(Items taken from a dataset)
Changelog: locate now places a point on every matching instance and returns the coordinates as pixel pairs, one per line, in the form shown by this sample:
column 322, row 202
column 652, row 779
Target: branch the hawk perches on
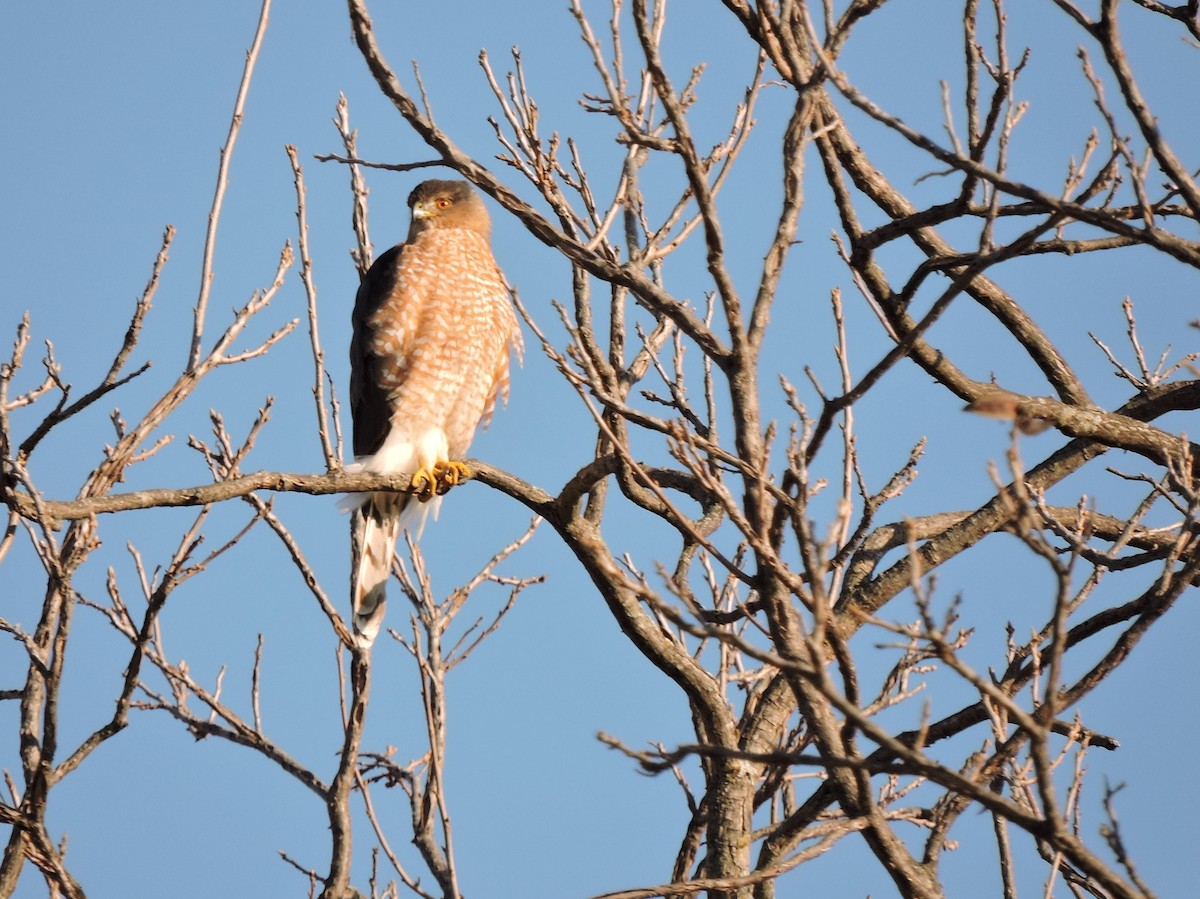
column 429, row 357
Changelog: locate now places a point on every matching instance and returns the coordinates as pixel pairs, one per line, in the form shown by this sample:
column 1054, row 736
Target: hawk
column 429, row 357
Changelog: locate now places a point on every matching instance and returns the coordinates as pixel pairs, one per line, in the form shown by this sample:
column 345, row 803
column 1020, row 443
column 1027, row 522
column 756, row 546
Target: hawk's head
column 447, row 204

• Exercise: Transcribe all of the material above word for word, leaving out the pictures.

• Worked solution:
Changelog: locate now places a point on every matching instance and returns the coordinates as pixel pairs, one per line, in the form shown by this sample:
column 322, row 202
column 652, row 779
Target: branch the hawk perches on
column 429, row 357
Changelog: locate now places a point on every matching instance and returns the coordinates as pixel pairs, one per line, in the form shown by this sample:
column 1054, row 736
Target: hawk
column 429, row 357
Changelog: locate now places a point on every matching instance and returns the coordinates as pixel pairs, one per line, in the form shown by this sample:
column 345, row 803
column 1020, row 443
column 1027, row 522
column 756, row 546
Target: hawk's head
column 447, row 204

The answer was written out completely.